[Point-per-instance localization data]
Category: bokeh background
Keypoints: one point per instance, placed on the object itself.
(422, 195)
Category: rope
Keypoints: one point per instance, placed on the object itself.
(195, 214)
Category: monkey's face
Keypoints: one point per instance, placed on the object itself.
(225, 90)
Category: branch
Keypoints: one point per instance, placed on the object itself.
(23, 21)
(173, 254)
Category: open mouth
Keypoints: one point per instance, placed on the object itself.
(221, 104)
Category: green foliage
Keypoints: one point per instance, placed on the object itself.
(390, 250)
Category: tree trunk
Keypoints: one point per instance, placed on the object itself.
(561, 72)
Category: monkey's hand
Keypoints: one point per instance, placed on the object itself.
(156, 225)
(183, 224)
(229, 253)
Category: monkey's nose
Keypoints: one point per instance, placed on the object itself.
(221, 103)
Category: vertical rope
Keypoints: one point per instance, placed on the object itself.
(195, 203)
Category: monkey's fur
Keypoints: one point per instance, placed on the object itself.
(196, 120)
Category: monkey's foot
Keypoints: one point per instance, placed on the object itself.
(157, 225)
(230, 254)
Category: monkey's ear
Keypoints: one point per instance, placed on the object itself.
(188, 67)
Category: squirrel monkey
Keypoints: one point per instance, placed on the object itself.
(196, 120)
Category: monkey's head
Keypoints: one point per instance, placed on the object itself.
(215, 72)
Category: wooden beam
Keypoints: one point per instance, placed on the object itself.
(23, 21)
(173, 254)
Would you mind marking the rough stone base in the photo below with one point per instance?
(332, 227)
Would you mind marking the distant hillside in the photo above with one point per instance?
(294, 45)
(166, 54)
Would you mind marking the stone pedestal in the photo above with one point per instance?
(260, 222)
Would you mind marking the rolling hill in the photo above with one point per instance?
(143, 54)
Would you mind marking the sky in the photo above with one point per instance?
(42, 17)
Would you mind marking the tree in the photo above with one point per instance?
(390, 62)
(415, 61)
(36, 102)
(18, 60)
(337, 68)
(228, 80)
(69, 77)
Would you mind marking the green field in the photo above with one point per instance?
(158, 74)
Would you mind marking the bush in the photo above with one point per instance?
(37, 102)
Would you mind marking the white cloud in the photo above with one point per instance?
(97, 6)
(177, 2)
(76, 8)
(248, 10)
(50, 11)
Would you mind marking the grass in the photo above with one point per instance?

§ **Goal of the exercise**:
Retype every record above exactly as written.

§ **Solution below**:
Category: bokeh background
Keypoints: one point per instance, placed on the object itself.
(422, 195)
Category: rope
Keypoints: one point per instance, placed on the object itself.
(195, 214)
Category: monkey's face
Keypoints: one point per instance, placed on the object itself.
(225, 90)
Category: branch
Keypoints: one point per instance, placed on the object itself.
(23, 21)
(173, 254)
Category: open mouth
Keypoints: one point per instance, placed on the object itself.
(221, 104)
Category: green foliage
Keypoints: one point per instance, placed on the object itself.
(390, 250)
Category: tree trunk
Keypoints: one point per instance, placed on the object itself.
(561, 72)
Category: monkey's hand
Keypoints: one point per instance, placed on the object itself.
(156, 225)
(183, 224)
(229, 253)
Category: monkey's nose
Keypoints: one point per instance, placed on the object itself.
(221, 103)
Category: vertical rope
Keypoints: one point per instance, placed on the object itself.
(195, 203)
Category: monkey's fur
Keypoints: one point per instance, placed on the object itself.
(196, 120)
Category: monkey's foot
Keypoints: one point per instance, placed on the object itself.
(157, 225)
(230, 254)
Category: monkey's ear
Keypoints: one point per instance, placed on the object itself.
(188, 67)
Category: squirrel monkey
Keypoints: one point per instance, placed on the object itself.
(196, 120)
Category: monkey's head
Keypoints: one point per instance, placed on the object itself.
(215, 72)
Category: wooden beam
Keypoints: one point per instance, placed on the object itself.
(23, 21)
(173, 254)
Would you mind marking the rough stone base in the photo below with one point per instance?
(332, 227)
Would you mind marking the distant hillside in the photo above with one point per instance?
(294, 45)
(166, 54)
Would you mind marking the stone pedestal in the photo above with one point per instance?
(260, 222)
Would you mind marking the rolling hill in the photo above with one point per instance?
(143, 54)
Would you mind marking the sky in the photo above with one point per instance?
(42, 17)
Would you mind marking the tree in the photo above with one point per instance?
(390, 62)
(415, 61)
(36, 102)
(18, 60)
(337, 68)
(228, 80)
(69, 77)
Would you mind marking the green field in the photo above with one point per instance?
(158, 74)
Would you mind marking the bush in the photo above with one point per instance?
(37, 102)
Would you mind marking the white cloud in the photo above with one point per instance?
(97, 6)
(177, 2)
(76, 8)
(248, 10)
(50, 11)
Would you mind marking the grass in the photo above with one point per instance?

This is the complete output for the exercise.